Data shown:
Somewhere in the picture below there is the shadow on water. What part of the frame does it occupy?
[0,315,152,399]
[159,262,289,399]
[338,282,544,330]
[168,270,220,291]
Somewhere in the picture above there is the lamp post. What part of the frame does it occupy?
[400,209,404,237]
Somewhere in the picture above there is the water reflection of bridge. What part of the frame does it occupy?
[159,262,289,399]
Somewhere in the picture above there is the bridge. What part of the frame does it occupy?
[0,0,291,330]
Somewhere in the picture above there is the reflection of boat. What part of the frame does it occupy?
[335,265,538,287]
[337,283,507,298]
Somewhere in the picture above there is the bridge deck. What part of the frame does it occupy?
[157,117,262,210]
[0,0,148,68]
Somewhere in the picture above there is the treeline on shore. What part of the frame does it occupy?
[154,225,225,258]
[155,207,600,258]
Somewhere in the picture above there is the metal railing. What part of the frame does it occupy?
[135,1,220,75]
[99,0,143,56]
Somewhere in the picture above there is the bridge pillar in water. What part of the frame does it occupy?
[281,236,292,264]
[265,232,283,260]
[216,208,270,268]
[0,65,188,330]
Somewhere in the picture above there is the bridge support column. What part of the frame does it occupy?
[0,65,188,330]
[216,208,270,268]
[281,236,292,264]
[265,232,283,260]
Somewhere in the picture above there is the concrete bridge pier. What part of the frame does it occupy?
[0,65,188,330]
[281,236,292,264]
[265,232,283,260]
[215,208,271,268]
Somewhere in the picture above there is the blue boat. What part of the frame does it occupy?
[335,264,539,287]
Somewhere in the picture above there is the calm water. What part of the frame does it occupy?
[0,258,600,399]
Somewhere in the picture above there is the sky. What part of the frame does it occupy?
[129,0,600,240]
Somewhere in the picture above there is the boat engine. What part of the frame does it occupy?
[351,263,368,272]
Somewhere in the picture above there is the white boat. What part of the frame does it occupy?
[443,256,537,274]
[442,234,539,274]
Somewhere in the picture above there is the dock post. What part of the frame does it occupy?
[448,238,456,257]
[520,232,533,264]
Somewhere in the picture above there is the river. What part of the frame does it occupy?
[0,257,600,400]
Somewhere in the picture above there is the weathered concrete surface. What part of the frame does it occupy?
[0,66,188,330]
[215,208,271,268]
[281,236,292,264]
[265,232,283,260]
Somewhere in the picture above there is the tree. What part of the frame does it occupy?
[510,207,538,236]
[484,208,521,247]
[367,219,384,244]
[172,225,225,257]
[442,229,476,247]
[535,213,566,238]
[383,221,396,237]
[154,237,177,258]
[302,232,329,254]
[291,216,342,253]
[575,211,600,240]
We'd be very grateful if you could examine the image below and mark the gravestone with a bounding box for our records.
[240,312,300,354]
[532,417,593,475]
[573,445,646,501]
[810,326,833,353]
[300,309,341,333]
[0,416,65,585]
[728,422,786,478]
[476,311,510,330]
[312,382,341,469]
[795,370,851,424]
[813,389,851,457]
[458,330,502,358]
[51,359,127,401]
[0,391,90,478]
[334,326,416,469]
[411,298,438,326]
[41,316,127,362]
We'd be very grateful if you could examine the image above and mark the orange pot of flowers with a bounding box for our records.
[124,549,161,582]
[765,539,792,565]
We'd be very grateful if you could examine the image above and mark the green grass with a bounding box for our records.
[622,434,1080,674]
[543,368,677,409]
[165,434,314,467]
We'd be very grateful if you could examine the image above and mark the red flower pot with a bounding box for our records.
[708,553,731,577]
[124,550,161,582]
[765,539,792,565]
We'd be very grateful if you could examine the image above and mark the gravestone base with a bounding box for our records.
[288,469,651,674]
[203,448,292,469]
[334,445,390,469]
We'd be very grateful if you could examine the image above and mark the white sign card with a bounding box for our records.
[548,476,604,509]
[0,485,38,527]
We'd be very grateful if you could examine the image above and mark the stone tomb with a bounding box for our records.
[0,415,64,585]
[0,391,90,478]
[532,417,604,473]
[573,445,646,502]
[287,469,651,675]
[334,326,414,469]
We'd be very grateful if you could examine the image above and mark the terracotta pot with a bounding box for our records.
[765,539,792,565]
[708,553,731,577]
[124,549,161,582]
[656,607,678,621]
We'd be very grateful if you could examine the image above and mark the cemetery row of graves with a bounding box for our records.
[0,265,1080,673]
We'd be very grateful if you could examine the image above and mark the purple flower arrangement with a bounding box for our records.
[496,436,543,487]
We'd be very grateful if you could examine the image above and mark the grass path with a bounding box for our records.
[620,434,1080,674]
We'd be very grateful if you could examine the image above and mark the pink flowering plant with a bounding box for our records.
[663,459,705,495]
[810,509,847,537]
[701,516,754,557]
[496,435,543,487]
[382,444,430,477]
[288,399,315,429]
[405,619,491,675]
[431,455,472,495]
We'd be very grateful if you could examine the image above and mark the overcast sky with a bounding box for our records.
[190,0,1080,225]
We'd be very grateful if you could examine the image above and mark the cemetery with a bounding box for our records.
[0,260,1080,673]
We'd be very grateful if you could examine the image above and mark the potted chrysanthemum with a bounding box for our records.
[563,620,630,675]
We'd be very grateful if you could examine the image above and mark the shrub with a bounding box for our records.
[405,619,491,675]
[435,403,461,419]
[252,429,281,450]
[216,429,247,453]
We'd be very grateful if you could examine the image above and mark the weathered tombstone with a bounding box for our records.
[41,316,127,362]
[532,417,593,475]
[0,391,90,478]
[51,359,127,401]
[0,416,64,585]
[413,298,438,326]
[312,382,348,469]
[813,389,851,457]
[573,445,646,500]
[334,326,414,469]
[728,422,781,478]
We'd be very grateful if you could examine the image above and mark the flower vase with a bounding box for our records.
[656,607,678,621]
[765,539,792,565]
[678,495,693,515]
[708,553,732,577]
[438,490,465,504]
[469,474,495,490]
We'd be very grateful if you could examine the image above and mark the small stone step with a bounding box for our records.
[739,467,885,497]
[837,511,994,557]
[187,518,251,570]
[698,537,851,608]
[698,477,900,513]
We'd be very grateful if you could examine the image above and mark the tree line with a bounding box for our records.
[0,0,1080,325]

What the task asks: Reproduce all of the material above verbatim, keeping every line in its original order.

Written solution:
Somewhere in the picture below there is the shadow on water. What part of the frame does it occupy?
[0,315,152,399]
[159,262,289,399]
[338,282,544,330]
[168,270,220,291]
Somewhere in the picture above there is the lamp post. What part of the frame does it occupy?
[400,209,404,237]
Somewhere in the picture above there is the water reflection of bridge. What part of the frame does it occupy?
[159,262,289,399]
Somewhere in the picture above there is the bridge. What part of the frame does it occupy?
[0,0,291,330]
Somewhere in the picture above there is the reflection of boat. What part of the frame does it occupy?
[335,265,538,287]
[337,283,507,298]
Somewhere in the picture above there is the bridge deck. What part of the frame does it occupy?
[157,117,262,210]
[0,0,148,68]
Somewhere in the picture above there is the treeline on shore. What part of the frame does it occupy?
[154,225,225,258]
[155,207,600,258]
Somewhere in the picture above there is the metal railing. What part of the frame does it occupy?
[135,1,220,75]
[99,0,143,56]
Somewhere in the picture above there is the bridge pillar in water. What part of the frame does it occupy?
[281,236,292,264]
[265,232,283,260]
[216,208,270,268]
[0,65,188,330]
Somewhere in the picture above there is the bridge support column. What part of the frame does it occupy?
[0,65,188,330]
[216,208,270,268]
[281,236,292,264]
[265,232,283,260]
Somewhere in the picture above there is the concrete bridge pier. What part of the frame does it occupy?
[0,65,188,330]
[281,236,292,264]
[265,232,283,260]
[215,208,271,268]
Somewhere in the picture above there is the blue boat. What part of the frame does it occupy?
[335,264,539,287]
Somewhere in the picture above there is the calm water. What part of the frame does it occupy?
[0,258,600,399]
Somewhere in the picture above there is the sky. What part of the frame does it occupy?
[129,0,600,240]
Somewhere in the picture above there is the boat engine. What part of the frame does it occupy?
[351,263,368,272]
Somewhere in the picture above there is the white boat. What part of the frame does it occupy?
[443,256,537,274]
[442,234,539,274]
Somewhere in the picture above there is the dock post. What part of the frame does it occupy?
[448,238,456,257]
[520,232,533,264]
Somewhere in the picture above there is the river. What part of the frame does it occupy?
[0,257,600,400]
Somewhere in the picture above there is the weathered concrete surface. What part of the frame does it occupy?
[0,66,188,330]
[215,208,271,268]
[281,236,292,264]
[265,232,283,260]
Somewhere in the picture above there is the tree. What part of the frame does it occupy?
[510,207,538,236]
[484,208,521,247]
[367,219,384,244]
[172,225,225,257]
[442,229,476,247]
[535,213,566,238]
[383,221,396,237]
[154,237,177,258]
[302,232,329,254]
[291,216,342,253]
[575,211,600,240]
We'd be very grateful if you could examine the image below and mark the gravestone with a bounding box for our records.
[240,312,300,354]
[532,417,593,475]
[573,445,646,501]
[810,326,833,353]
[300,309,341,333]
[0,416,65,585]
[728,422,786,478]
[476,311,510,330]
[312,382,341,469]
[795,370,851,424]
[813,389,851,457]
[458,330,502,358]
[51,359,127,401]
[0,391,90,478]
[334,326,416,469]
[411,298,438,326]
[41,316,127,362]
We'd be very grateful if you could examine the image above and mark the orange pot of flowers with a bounding box for our records.
[124,549,161,582]
[765,539,792,565]
We'd be very grateful if you could examine the image above and mark the green grass with a bounding box for our records.
[622,434,1080,674]
[543,368,677,409]
[165,434,314,467]
We'd be very grateful if you could examine the image above and mark the red flower pot with a bounding box for our records.
[708,553,731,577]
[124,550,161,582]
[765,539,792,565]
We'd be very grateful if you could examine the image above and mark the gravestone base with a bounding box for our records.
[288,469,651,674]
[203,448,292,469]
[334,445,390,469]
We'd be very grateful if you could examine the image above and mark the white sign card with a bounding box for our records.
[548,476,604,509]
[0,485,38,527]
We'd be very grateful if you could examine the image above and mark the stone tomb with a bounding box for our records.
[0,415,64,585]
[0,391,90,478]
[532,417,604,473]
[573,445,646,502]
[287,469,651,675]
[334,326,414,469]
We'd be very grateful if you could examine the image above and mark the terracotta pot with a bounding box for our records.
[765,539,792,565]
[708,553,731,577]
[124,549,161,582]
[656,607,678,621]
We'd be very grateful if you could examine the image above and mark the cemetery row of graves with a bounding box for our records.
[0,265,1080,673]
We'd be very grateful if you could examine the image above and mark the purple flower arrangement with a bounding box for our records.
[496,436,543,487]
We'd be very grateful if you could examine the image above and mark the grass path with a bounding box for our records.
[620,434,1080,674]
We'd be very grateful if you could examine the image above and mark the pink flowering plant with a bounding box for our records.
[663,459,705,495]
[810,509,847,537]
[701,516,754,557]
[496,435,543,487]
[382,444,430,477]
[288,399,315,429]
[405,619,491,675]
[431,455,472,495]
We'd be very grateful if you could examine the image above and mark the overcast sky with a bounding box for our records.
[190,0,1080,225]
We'd be very grateful if you could examine the image above and mark the cemetery with a bounding box for our records.
[0,260,1080,673]
We'd be very grateful if you could examine the image above and mark the potted chrysanthemum with a bounding box for our records.
[563,620,630,675]
We'd be very grateful if you could examine the image above and mark the shrub with a bounding box for our records.
[405,619,491,675]
[435,403,461,419]
[252,429,281,450]
[216,429,247,453]
We'd be very grateful if you could examine the image above and mark the weathered tombstone with a bounding box for our records.
[41,316,127,362]
[532,417,593,475]
[0,391,90,478]
[51,359,127,401]
[0,416,64,585]
[413,298,438,326]
[312,382,348,469]
[813,389,851,457]
[573,445,646,500]
[334,326,414,469]
[728,422,781,478]
We'd be very grateful if you could examine the image above and mark the flower vase with a bounding box for our records.
[656,607,678,621]
[765,539,792,565]
[678,495,693,515]
[708,553,732,577]
[438,490,465,504]
[469,474,495,490]
We'd be very grateful if you could examine the image above and mark the small stone step with a bounding box for our records.
[739,467,885,497]
[837,511,994,557]
[187,518,251,570]
[698,537,851,608]
[698,477,900,513]
We'd be very grateful if you could examine the image above and mark the tree line with a bounding box for our records.
[0,0,1080,325]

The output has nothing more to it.